AUFGABENSTELLUNG 1:
Prüfe, ob die Aussagen (a), (b) und (c) mit dem Text über Mobbing und Schimpansen übereinstimmen. Antworte jeweils mit Ja oder Nein und zitiere die entscheidenden Worte des Textes wörtlich.

(a) Der Forscher beobachtete die Schimpansen über viele Jahre.
(b) Nach Meinung des Forschers sind die Schimpansen zur Ernährung auf diese Jagden angewiesen.
(c) Der Bericht über die Schimpansen lief im Radio.

::: AUSGANGSTEXT

1.) Ist gezielte Gewalt eine Maßnahme, mit dem ein Kind verhindern kann Mobbingopfer zu werden?
Werden auch Kinder, die schnell Zuschlagen oder sich gerne Raufen, Mobbingopfer? (Damit meine ich nicht ungezieltes cholerischen Rumtoben, wie es auch beschrieben wurde.)

Ich kann mir aufgrund dessen, was ich meiner Schulzeit und anhand aller Berichte vorstellen, dass sich Kinder kein Opfer suchen, bei dem sie eines auf die Nase bekommen können.

2.) Kann es sein, dass psychiches und subtiles Mobbing bei Mädchen häufiger vorkommt?

3.) Gestern habe ich in Fernsehen einen spannenden Bericht gesehen. Ein Forscher beobachtet über viele Jahre Schimpansen. Er konnte zeigen, dass die Schimpansen gemeinsam Jagd auf eine andere Affenart machte. Seiner Meinung nach sind die Schimpansen nicht auf diese Jagden zur Ernährung angewiesen. Diese Jagden sollen dazu dienen die Gemeinschaft zu stärken.
Es wurde auch ein Jagd gezeigt, die Schimpansen jagd auf einen anderen kleinen Schimpansen ihrer Gruppe machte. Zum Schluß schlugen ca. 20 Schimpansen gemeinsam den Gejagden tot.
Es war eine hässliche Szene, und hat mich irgendwie an Menschen erinnert.

::::::
::: ZU BEARBEITENDE DATEN

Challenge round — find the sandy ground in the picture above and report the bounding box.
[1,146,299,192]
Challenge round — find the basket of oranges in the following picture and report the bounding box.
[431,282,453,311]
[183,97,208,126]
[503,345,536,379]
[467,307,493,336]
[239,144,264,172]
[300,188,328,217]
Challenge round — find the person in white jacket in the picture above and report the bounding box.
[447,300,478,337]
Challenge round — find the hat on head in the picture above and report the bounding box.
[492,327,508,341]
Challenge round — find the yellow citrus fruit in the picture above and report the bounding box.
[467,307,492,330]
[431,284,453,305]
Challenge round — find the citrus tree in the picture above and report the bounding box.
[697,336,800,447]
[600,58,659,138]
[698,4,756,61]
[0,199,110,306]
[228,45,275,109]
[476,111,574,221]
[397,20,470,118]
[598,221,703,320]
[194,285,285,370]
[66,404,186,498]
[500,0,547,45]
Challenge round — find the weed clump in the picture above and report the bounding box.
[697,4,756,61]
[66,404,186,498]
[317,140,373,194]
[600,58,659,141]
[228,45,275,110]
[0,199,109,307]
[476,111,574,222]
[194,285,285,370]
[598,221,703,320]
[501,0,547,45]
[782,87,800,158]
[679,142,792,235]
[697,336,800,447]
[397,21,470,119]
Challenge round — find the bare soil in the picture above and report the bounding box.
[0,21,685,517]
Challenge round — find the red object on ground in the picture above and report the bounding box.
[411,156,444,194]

::::::

AUFGABENSTELLUNG 2: Schreib bitte aus den Datensätzen die Zeilen vom Anfang der Datensätze bis einschließlich der Zeile mit „[492,327,508,341]“ unverändert ab.

VOLLSTÄNDIGE LÖSUNG 1:
(a) Ja: „Ein Forscher beobachtet über viele Jahre Schimpansen.“
(b) Nein: „Seiner Meinung nach sind die Schimpansen nicht auf diese Jagden zur Ernährung angewiesen.“
(c) Nein: „Gestern habe ich in Fernsehen einen spannenden Bericht gesehen.“

VOLLSTÄNDIGE LÖSUNG 2:
Challenge round — find the sandy ground in the picture above and report the bounding box.
[1,146,299,192]
Challenge round — find the basket of oranges in the following picture and report the bounding box.
[431,282,453,311]
[183,97,208,126]
[503,345,536,379]
[467,307,493,336]
[239,144,264,172]
[300,188,328,217]
Challenge round — find the person in white jacket in the picture above and report the bounding box.
[447,300,478,337]
Challenge round — find the hat on head in the picture above and report the bounding box.
[492,327,508,341]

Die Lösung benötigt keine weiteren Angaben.